Goals:
1) Answer these questions about the blog post on profiling:
(a) How long is the hidden-camera video, according to the post?
(b) Whose observation on Twitter does the post cite?
(c) In comment #9, what does Fragano Ledgister say is crucial?
2) Carry on the blog post on profiling and its comment thread beyond the last comment shown.

Document:

What profiling actually entails
Posted by Patrick at 02:51 PM * 23 comments

This hidden-camera video (sorry, can’t embed it) was actually made several years ago. It’s been linked to a lot in the last few days. Honestly, if you haven’t seen it, take the four and a half minutes and do so.

As Quinn Murphy observed on Twitter the other day, in its pared-down essence, racism is about who we mistrust, and who we give the benefit of the doubt. This video dramatizes the arbitrariness of that—spectacularly.

Comments on What profiling actually entails:
#1 ::: Fragano Ledgister ::: (view all by) ::: July 19, 2013, 03:34 PM:

I'll have to remember not to do things like break into my own house. That's the sort of thing for which I could get arrested.

#2 ::: beth meacham ::: (view all by) ::: July 19, 2013, 03:58 PM:

It's a spectacular demonstration of systemic racism.

It also demonstrates that if you want to run a bike-stealing ring, recruit a bunch of pretty girls. Would almost certainly work with cars, too.

#3 ::: Michael Weholt ::: (view all by) ::: July 19, 2013, 05:17 PM:

@ Fragano Ledgister #1:

You could have a healing Beer Summit!

#4 ::: Avram ::: (view all by) ::: July 19, 2013, 05:18 PM:

Fragano @1, yeah, that sort of thing has been known to happen.

#5 ::: Patrick Nielsen Hayden ::: (view all by) ::: July 19, 2013, 06:13 PM:

I suspect Fragano is well aware of that and was implicitly referring to it.

#6 ::: Lee ::: (view all by) ::: July 19, 2013, 06:18 PM:

If you're black, you can be arrested even if you have the key to the house you're buying. I don't have that link handy at the moment, but I do have this one -- even being a cop won't save you if you're black and not in uniform.

#7 ::: Jim Macdonald ::: (view all by) ::: July 19, 2013, 06:40 PM:

Lee #6

I recall the case you're thinking of, Lee, but without recalling the gentleman's name it's hard to google.

So I'll give you this one instead: Black Man Arrested, Fired From Job For Trying To Cash Large Check

#9 ::: Fragano Ledgister ::: (view all by) ::: July 19, 2013, 07:28 PM:

Beth Meacham #2: Recruit a bunch of pretty white girls. That's crucial.

#10 ::: Fragano Ledgister ::: (view all by) ::: July 19, 2013, 07:29 PM:

Michael Weholt #3: I'd need presidential intervention for that.

Avram #4: See PNH's #5.

#11 ::: Fragano Ledgister ::: (view all by) ::: July 19, 2013, 07:32 PM:

Jim Macdonald #7: That is rifuckingdiculous. I am willing to bet that the idiot who started the whole thing not only still has a job but probably feels aggrieved that anyone made a fuss about it.

#12 ::: Fragano Ledgister ::: (view all by) ::: July 19, 2013, 07:34 PM:

Lee/Jim: I remember that story. There are parts of Georgia where the darkness has not lifted.

#13 ::: Jim Macdonald ::: (view all by) ::: July 19, 2013, 08:14 PM:

Check me if I'm wrong, but "profiling" is the high-tech word for "prejudice," right?

#14 ::: beth meacham ::: (view all by) ::: July 19, 2013, 09:25 PM:

Frangano @9 -- you are correct.

Records shown:
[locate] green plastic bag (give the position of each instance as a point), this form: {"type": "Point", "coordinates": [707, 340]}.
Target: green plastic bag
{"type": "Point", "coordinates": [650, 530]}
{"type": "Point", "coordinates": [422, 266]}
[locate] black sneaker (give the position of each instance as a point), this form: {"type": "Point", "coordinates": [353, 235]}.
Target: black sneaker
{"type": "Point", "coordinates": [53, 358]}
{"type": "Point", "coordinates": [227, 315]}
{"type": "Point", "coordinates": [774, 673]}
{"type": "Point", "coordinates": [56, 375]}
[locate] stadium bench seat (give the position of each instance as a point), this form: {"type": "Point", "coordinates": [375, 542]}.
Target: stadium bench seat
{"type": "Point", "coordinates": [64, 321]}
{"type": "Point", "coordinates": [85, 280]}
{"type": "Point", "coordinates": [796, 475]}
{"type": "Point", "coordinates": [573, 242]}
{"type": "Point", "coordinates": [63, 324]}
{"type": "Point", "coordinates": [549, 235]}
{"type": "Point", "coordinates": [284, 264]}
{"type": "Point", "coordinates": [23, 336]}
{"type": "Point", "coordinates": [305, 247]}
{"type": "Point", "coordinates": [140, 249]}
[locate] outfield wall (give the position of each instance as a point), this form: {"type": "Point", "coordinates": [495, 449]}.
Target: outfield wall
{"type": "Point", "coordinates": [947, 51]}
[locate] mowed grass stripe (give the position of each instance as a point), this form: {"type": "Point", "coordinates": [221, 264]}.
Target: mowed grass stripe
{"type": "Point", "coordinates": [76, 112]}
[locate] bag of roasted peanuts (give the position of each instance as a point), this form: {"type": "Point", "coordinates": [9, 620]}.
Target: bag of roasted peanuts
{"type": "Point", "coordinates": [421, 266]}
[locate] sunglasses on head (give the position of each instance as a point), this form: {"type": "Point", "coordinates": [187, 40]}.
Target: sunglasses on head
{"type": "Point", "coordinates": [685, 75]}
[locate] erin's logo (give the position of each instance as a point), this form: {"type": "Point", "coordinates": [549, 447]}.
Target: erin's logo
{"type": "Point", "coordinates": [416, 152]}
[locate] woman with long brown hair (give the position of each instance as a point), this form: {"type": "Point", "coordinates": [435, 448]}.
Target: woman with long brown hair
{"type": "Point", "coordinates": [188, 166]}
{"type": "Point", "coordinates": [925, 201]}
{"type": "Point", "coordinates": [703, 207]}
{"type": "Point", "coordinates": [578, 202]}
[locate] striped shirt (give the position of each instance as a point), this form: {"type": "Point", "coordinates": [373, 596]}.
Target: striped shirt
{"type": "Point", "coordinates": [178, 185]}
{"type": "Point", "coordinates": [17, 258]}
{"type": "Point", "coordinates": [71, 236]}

Answers below:
1)
(a) Four and a half minutes.
(b) Quinn Murphy's.
(c) Recruiting a bunch of pretty white girls.

2)
#15 ::: Lee ::: (view all by) ::: July 19, 2013, 09:43 PM:

beth, #2/#9: I had an interesting discussion once with a friend (my age, also white and middle-class) about how, if we were so inclined, we could make a shit-ton of money as drug mules. Whitebread soccer-mom types driving mini-vans? We'd never get pulled over in a million years.

#16 ::: Dave Bell ::: (view all by) ::: July 20, 2013, 02:32 AM:

Jim @13

The family statistician once pointed out to me that the difference between profiling and prejudice is the quality of the data you use and the (jargon-word) confidence you have in the results.

Anecdotal data is prejudice.

And the way people are distributed, the patterns that show in such things as crime stats, things such as skin colour just aren't statistically significant. They can be a sign, in some places, that a person is a stranger, and that status has more significance, but the percentage of criminals is still low when you look at the strangers.

Here in the UK, it's just hit the news that crime figures have, generally, dropped. One source is crime levels recorded by the police, and the comment threads are full of people say the police fail to record crimes. They're not liars, but it's anecdotal data from a few hundred people out of some 60 million. And the figures are confirmed by another source, which is a survey of ordinary people. They go out and ask people about their experience of crime.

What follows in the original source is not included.